───── Data under study ─────

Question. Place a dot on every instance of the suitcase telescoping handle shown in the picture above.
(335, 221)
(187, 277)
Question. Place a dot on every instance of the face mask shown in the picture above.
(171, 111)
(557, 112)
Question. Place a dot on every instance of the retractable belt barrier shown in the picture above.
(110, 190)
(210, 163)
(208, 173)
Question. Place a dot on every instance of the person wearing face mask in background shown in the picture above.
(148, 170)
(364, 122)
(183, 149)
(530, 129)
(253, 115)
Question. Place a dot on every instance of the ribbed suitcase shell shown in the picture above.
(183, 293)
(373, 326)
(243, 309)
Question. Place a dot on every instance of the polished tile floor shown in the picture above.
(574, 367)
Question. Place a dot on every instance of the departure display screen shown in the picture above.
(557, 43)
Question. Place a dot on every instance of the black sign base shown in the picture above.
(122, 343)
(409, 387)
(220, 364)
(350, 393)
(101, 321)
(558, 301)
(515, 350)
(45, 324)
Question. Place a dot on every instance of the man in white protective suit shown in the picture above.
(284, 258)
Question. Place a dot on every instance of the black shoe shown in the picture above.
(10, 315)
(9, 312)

─────
───── Data under study ─────

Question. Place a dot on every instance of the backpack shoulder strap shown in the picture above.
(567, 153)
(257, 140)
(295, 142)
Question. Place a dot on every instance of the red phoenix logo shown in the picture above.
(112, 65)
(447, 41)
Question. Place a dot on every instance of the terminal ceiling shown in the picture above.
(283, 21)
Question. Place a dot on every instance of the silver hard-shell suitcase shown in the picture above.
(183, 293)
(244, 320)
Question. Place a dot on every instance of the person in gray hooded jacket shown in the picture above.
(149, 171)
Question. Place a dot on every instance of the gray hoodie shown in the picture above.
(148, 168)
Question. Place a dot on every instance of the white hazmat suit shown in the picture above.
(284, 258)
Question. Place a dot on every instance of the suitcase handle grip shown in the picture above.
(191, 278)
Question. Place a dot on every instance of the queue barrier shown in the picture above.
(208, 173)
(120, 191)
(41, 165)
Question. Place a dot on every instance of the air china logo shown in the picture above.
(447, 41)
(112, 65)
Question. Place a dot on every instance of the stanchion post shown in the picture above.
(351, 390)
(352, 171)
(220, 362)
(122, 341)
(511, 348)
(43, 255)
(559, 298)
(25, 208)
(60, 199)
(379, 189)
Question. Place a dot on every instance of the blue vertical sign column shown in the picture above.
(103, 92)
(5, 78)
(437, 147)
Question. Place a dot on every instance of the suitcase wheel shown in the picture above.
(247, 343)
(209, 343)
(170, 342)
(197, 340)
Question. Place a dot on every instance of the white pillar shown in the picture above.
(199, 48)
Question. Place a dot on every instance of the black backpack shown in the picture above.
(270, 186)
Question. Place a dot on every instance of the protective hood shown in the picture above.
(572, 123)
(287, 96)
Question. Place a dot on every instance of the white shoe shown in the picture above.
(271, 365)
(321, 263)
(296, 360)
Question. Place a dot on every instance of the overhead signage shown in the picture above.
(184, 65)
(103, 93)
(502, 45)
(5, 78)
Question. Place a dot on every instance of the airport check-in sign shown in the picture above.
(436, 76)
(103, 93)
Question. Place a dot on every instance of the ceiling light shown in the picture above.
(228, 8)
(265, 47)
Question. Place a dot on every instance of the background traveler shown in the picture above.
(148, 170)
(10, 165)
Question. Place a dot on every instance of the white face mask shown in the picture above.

─────

• [About this exercise]: Using the entries above, return exactly the lines from the line with "Question. Place a dot on every instance of the queue" to the line with "Question. Place a dot on every instance of the white face", counting both of those lines.

• [Task solution]:
Question. Place a dot on every instance of the queue barrier shown in the picture above.
(208, 173)
(120, 191)
(41, 165)
Question. Place a dot on every instance of the air china logo shown in the picture above.
(447, 41)
(112, 65)
Question. Place a dot on every instance of the stanchion post shown in the picture above.
(351, 390)
(352, 171)
(220, 362)
(122, 341)
(511, 348)
(43, 255)
(559, 298)
(25, 208)
(60, 199)
(379, 189)
Question. Place a dot on every instance of the blue vertical sign column shown in the picture above.
(103, 92)
(5, 78)
(437, 147)
Question. Place a dot on every instance of the suitcase wheel shown in the picture above.
(247, 343)
(209, 343)
(170, 342)
(197, 340)
Question. Place a dot on every instance of the white pillar shown in the picture above.
(199, 48)
Question. Place a dot on every instance of the black backpack shown in the picture above.
(270, 186)
Question. Place a dot on every instance of the protective hood shown in the picture above.
(572, 123)
(287, 96)
Question. Place a dot on every instance of the white shoe shown in the picture above.
(271, 365)
(321, 263)
(296, 360)
Question. Place a dot on every instance of the overhead signage shown in the picture above.
(184, 65)
(103, 93)
(502, 45)
(5, 78)
Question. Place a dot on every instance of the airport check-in sign shown in the picture above.
(436, 76)
(103, 93)
Question. Place a dot on every instance of the ceiling light shown in the picture above.
(228, 8)
(265, 47)
Question. Place a dot on every instance of the background traveler shown in the picture above.
(148, 170)
(10, 165)
Question. Place a dot on every instance of the white face mask shown in the picture above.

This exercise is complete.